━━━ ページの抜粋
とあるPHP拡張のCI事情
PHP Advent Calendar 2017の3日目です。公開が遅くなってしまいました、ごめんなさい。
筆者はphp-timecopというPHP拡張を5年間ほどメンテナンスしています。このPHP拡張はCで書かれているのですが、Travis CIやAppVeyorなど複数のクラウドCIサービスを組み合わせてテストを回しています。本稿では各サービスをどのように利用しているか、それぞれの使い分けや特徴などを紹介していきたいと思います。
背景
本題に入るまえに、なぜPHP拡張でCIが必要か、という話を紹介します。
C言語で書かれたプログラムはポータビリティが高いような印象を持つ人が多いかもしれませんが、実際はむしろ逆で、ポータブルに書くのが難しい言語の1つです。Cではシステムコールやライブラリ関数を直接呼び出すのが普通ですが、これらは環境によって存在しないこともありますし、細かい挙動が異なることも珍しくありません。また、コンパイラごとの方言も存在します。
こうした事情から、C言語で書かれているOSSでは環境の差を埋めるためにAutoconf/Automake/Libtoolを利用するのが定番ですが、それでも未知の環境でリンクに失敗することも珍しくありませんし、環境の差を検出するためのconfigure
スクリプトがバグで停止するようなことも起こりうるので、各環境でテストしておくに越したことはありません。
━━━━━━
━━━ 行の一覧
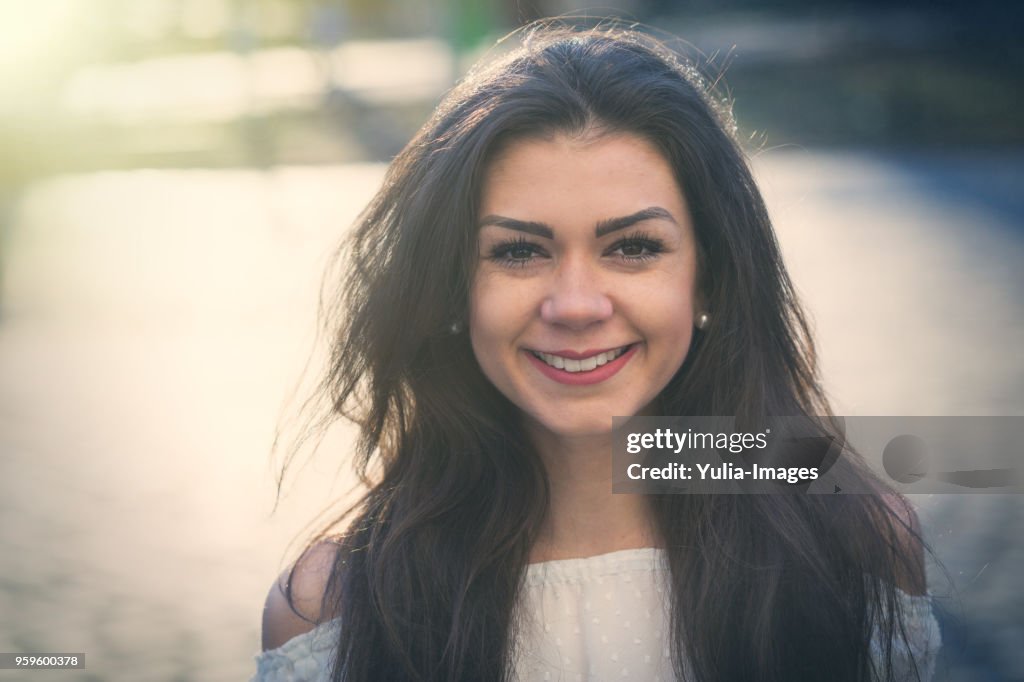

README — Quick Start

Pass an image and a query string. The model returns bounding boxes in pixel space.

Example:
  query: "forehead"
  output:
━━━━━━
• _課題_:
• A. PHP拡張のCIに関する記事を読み、次の問いに答えよ。
(i) 筆者がメンテナンスしているPHP拡張の名前は何か。
(ii) 筆者はそのPHP拡張をどのくらいの期間メンテナンスしているか。
(iii) C言語で書かれたOSSで環境の差を埋めるために定番として利用されるものは何か。
• B. PHP拡張のCIに関する記事のうち、「C言語で書かれたプログラムは」から「イラごとの方言も存在します。」までを、両端も含めて一字一句そのまま書き写してください。
ここに並ぶ行は使わなくてかまいません。

• _各課題の解答_:
• A.
(i) php-timecop
(ii) 5年間ほど
(iii) Autoconf/Automake/Libtool

• B.
C言語で書かれたプログラムはポータビリティが高いような印象を持つ人が多いかもしれませんが、実際はむしろ逆で、ポータブルに書くのが難しい言語の1つです。Cではシステムコールやライブラリ関数を直接呼び出すのが普通ですが、これらは環境によって存在しないこともありますし、細かい挙動が異なることも珍しくありません。また、コンパイラごとの方言も存在します。